**** Excerpted passage ****

I did not find complete example with code, data, and output.
I have currently a compiling and executing version (see java / scala code below), but the returned frequent patterns contain only one tuple (see sample output below).
Is this the intended behavior?
What did I do wrong?
Thanks for your help...
scala code :
import org.apache.mahout.fpm.pfpgrowth.fpgrowth.FPGrowth
import java.util.HashSet
import org.apache.mahout.common.iterator.StringRecordIterator
import org.apache.mahout.common.iterator.FileLineIterable
import org.apache.mahout.fpm.pfpgrowth.convertors._
import org.apache.mahout.fpm.pfpgrowth.convertors.integer._
import org.apache.mahout.fpm.pfpgrowth.convertors.string._
import org.apache.hadoop.io.SequenceFile.Writer
import org.apache.mahout.fpm.pfpgrowth.convertors.StatusUpdater
import org.apache.hadoop.mapred.OutputCollector
import scala.collection.JavaConversions._
import java.util.{ List => JList }
import org.apache.mahout.common.{ Pair => JPair }
import java.lang.{ Long => JLong }
import org.apache.hadoop.io.{ Text => JText }
val minSupport = 5L
val k: Int = 50
val fps: FPGrowth[String] = new FPGrowth[String]()

****

Please list the name of each value the FPGrowth excerpt declares with "val". The records after this point are separate material and are unrelated to the FPGrowth excerpt.

**** Given entries ****

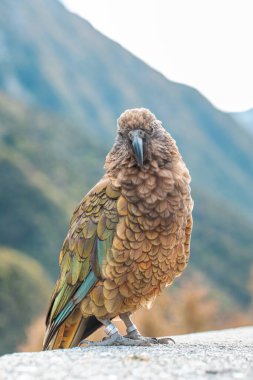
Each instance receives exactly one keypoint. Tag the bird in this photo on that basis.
(129, 238)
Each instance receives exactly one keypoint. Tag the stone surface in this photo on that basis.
(214, 355)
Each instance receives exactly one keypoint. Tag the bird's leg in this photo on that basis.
(114, 338)
(133, 333)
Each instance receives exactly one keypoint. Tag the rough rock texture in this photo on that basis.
(222, 355)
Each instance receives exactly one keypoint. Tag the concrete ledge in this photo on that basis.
(226, 354)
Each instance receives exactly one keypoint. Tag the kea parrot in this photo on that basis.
(128, 238)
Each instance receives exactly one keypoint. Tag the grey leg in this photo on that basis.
(114, 338)
(133, 333)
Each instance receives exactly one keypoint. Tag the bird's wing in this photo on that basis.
(84, 250)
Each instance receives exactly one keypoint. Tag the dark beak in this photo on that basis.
(137, 143)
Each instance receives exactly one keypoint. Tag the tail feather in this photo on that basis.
(71, 332)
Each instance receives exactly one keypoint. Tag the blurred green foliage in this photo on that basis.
(24, 292)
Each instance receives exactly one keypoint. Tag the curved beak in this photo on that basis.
(137, 143)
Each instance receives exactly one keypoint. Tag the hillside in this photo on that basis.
(245, 119)
(73, 70)
(47, 165)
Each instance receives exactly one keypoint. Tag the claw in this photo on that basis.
(135, 335)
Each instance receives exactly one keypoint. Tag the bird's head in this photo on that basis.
(140, 139)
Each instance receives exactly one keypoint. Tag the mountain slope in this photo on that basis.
(245, 119)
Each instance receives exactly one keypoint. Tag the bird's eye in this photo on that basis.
(141, 133)
(131, 135)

****

> _The response_:
minSupport, k, fps